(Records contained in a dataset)
==========

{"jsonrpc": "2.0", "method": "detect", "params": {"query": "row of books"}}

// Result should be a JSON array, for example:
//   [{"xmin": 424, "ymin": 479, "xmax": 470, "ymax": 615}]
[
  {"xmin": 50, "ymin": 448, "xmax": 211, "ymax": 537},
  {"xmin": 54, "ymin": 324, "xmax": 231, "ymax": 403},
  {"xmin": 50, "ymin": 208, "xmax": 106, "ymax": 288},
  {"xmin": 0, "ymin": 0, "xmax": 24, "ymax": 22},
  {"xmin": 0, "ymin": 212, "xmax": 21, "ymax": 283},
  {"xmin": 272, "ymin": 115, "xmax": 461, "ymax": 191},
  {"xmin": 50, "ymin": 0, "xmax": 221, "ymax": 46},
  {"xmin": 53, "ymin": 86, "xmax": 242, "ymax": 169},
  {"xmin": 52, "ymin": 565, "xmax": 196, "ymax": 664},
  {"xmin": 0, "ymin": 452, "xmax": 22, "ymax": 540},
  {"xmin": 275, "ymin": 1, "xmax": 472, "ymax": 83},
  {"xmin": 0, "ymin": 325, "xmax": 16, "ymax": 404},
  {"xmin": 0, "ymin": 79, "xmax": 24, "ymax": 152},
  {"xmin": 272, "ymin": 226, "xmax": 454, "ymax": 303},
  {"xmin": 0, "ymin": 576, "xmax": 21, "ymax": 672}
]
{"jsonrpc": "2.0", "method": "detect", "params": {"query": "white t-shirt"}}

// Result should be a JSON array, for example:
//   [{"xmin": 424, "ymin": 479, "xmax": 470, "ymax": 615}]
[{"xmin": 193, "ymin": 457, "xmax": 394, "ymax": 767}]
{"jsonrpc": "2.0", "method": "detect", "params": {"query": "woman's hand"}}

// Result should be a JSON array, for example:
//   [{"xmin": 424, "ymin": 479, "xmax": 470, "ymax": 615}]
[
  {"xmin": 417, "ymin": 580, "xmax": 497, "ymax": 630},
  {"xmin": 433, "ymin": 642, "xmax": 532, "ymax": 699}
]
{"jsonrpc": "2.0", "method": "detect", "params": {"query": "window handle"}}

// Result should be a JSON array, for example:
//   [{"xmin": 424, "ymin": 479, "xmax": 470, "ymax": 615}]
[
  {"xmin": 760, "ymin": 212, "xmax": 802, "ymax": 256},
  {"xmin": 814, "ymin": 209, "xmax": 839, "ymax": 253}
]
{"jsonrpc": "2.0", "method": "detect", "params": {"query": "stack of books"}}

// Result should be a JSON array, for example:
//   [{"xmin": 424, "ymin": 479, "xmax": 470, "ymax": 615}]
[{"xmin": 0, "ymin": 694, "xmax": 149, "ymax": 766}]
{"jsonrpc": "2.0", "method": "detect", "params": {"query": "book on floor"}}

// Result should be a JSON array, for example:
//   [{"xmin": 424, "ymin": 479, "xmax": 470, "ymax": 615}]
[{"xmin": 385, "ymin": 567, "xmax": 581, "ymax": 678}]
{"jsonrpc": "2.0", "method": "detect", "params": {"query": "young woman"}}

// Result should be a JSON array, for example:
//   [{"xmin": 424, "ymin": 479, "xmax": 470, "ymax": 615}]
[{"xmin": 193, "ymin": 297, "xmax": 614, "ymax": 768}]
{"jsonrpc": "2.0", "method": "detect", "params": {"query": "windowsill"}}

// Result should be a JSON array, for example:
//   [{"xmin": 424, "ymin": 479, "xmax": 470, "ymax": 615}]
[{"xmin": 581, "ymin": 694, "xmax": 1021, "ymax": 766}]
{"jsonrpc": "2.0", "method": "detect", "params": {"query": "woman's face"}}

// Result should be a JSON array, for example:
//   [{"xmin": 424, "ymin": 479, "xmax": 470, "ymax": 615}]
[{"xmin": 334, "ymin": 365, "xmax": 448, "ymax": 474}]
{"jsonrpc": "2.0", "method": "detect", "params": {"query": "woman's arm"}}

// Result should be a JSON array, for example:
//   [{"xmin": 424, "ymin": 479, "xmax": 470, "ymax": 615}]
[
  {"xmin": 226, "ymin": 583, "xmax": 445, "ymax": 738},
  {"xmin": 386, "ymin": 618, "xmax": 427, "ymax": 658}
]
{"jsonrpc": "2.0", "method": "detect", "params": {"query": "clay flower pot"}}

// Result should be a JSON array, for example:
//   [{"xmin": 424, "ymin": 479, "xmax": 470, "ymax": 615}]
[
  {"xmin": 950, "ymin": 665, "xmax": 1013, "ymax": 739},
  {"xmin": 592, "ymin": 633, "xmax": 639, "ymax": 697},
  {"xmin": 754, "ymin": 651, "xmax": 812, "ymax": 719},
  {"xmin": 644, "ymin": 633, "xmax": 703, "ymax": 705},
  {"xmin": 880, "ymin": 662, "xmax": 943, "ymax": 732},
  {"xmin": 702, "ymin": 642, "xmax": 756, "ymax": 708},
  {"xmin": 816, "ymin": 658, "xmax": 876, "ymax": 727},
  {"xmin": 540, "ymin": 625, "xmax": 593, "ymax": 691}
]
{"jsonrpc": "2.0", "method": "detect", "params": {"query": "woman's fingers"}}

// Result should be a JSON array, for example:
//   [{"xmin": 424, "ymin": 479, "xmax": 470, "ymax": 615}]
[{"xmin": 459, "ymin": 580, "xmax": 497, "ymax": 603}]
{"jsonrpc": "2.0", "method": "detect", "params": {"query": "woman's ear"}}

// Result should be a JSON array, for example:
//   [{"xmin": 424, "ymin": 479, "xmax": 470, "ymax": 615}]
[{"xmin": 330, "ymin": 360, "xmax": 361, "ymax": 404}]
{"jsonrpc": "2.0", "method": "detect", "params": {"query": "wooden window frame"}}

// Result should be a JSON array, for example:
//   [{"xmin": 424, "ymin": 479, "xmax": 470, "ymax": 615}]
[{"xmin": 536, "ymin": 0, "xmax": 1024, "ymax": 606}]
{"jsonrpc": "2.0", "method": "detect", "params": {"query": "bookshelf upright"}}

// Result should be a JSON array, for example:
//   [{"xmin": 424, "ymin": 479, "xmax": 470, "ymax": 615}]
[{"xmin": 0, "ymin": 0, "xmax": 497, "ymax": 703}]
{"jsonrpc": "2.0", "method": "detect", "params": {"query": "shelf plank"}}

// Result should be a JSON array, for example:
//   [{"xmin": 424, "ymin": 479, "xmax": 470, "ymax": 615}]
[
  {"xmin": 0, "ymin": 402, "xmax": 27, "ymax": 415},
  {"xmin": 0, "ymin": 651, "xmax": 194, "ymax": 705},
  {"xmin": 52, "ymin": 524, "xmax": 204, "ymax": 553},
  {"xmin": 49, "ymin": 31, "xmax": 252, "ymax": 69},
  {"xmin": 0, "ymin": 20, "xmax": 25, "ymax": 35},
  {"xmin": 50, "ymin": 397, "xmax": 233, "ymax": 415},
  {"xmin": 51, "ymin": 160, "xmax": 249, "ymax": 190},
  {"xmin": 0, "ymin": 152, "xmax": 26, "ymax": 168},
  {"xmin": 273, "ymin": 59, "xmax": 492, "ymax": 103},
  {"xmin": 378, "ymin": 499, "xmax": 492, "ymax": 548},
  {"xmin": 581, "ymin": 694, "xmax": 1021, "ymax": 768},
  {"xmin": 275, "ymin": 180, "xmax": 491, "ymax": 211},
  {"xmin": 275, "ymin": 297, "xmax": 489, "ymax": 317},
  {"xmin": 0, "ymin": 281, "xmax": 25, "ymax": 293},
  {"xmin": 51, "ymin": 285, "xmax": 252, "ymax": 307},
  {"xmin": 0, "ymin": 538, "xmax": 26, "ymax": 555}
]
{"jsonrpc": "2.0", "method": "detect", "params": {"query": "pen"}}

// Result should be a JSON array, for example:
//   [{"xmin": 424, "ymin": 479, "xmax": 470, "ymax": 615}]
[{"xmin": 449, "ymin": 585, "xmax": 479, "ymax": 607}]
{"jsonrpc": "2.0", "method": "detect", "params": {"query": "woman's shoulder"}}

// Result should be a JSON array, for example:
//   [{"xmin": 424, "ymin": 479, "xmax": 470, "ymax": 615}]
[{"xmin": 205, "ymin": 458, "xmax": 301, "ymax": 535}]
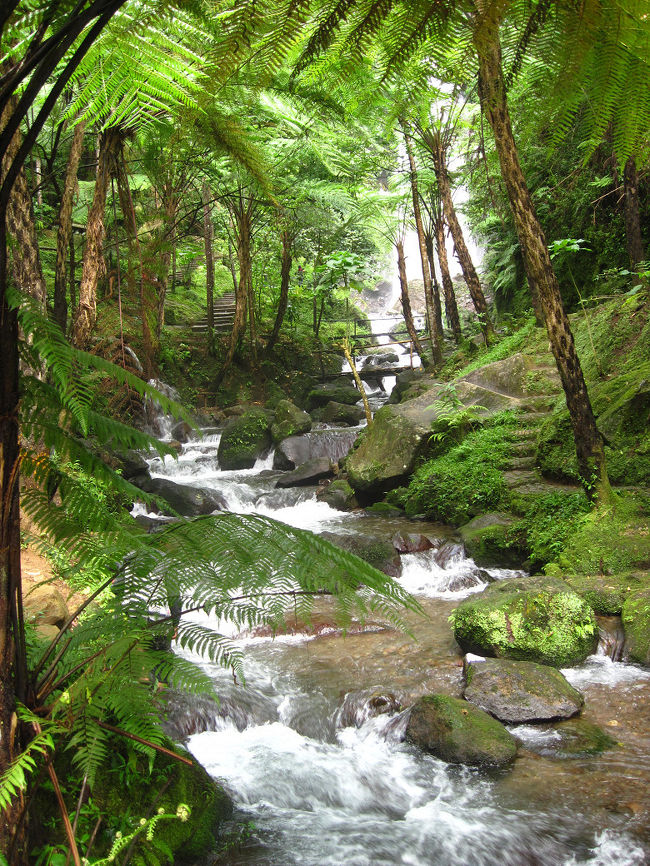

==========

* Exercise requirements
The number of lines in the data that contain the word "woman" is all that should be stated.

* Exercise response
7